Your task is to reproduce exactly the lines from the line with "of the man's" through the end of the records below.

++++++

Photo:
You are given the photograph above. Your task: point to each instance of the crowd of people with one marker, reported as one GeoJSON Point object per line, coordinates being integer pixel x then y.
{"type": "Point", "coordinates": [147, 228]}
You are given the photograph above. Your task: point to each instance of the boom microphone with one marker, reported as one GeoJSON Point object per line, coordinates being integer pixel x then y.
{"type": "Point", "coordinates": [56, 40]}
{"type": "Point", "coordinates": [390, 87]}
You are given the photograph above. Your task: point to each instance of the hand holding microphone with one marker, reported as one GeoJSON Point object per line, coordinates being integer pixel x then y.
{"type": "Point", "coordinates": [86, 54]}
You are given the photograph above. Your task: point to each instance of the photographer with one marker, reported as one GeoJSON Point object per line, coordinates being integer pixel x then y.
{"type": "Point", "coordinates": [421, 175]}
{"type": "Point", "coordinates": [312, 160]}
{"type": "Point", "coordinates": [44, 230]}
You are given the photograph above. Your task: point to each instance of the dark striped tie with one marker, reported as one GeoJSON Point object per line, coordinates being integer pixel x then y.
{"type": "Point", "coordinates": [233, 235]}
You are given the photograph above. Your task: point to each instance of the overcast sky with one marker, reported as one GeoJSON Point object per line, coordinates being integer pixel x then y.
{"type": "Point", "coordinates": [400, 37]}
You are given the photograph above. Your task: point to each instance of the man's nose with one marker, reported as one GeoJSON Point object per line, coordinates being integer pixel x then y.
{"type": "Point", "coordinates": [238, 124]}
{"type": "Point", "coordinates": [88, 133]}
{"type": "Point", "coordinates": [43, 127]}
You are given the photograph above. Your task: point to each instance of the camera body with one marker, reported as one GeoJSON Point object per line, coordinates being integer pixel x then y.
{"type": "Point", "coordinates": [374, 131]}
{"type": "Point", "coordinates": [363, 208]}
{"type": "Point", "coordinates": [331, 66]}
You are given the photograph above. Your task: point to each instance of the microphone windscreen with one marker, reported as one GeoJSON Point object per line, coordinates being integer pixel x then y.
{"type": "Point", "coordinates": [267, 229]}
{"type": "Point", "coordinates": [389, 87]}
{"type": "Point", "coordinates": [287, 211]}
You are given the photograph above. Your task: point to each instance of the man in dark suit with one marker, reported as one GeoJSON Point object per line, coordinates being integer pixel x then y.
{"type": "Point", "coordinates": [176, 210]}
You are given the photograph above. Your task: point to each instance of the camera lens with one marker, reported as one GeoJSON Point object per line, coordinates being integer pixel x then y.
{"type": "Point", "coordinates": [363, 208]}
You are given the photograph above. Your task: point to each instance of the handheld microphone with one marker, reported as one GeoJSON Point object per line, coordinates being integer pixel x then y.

++++++

Finished task>
You are given the photograph above. Your task: point to each instance of the man's nose with one marker, reported as one GeoJSON Point object per line, coordinates being integer pixel x then y.
{"type": "Point", "coordinates": [238, 124]}
{"type": "Point", "coordinates": [88, 133]}
{"type": "Point", "coordinates": [43, 127]}
You are given the photograph above. Your task: point to each instance of the camera body with one marker, reported as one GeoJSON Point object per line, coordinates being integer pixel x then y.
{"type": "Point", "coordinates": [374, 131]}
{"type": "Point", "coordinates": [363, 208]}
{"type": "Point", "coordinates": [331, 66]}
You are given the photograph above. Your task: point to each instance of the microphone windscreen with one marker, reported as one GeoJSON Point object per line, coordinates being integer pixel x then y.
{"type": "Point", "coordinates": [267, 229]}
{"type": "Point", "coordinates": [389, 87]}
{"type": "Point", "coordinates": [287, 211]}
You are given the photograph above. Your task: point to each instance of the man in dark suit with one marker, reported as one GeoJSON Point object per line, coordinates being integer pixel x then y.
{"type": "Point", "coordinates": [176, 210]}
You are given the photograph above. Your task: point to each instance of the camera lens with one marker, reported as one GeoJSON Point object per line, coordinates being integer pixel x then y.
{"type": "Point", "coordinates": [363, 208]}
You are given the photograph above. Your task: point to each instance of the handheld microphone with one marker, reported as one GeoJSON Point object per line, coordinates being integer pixel x then y.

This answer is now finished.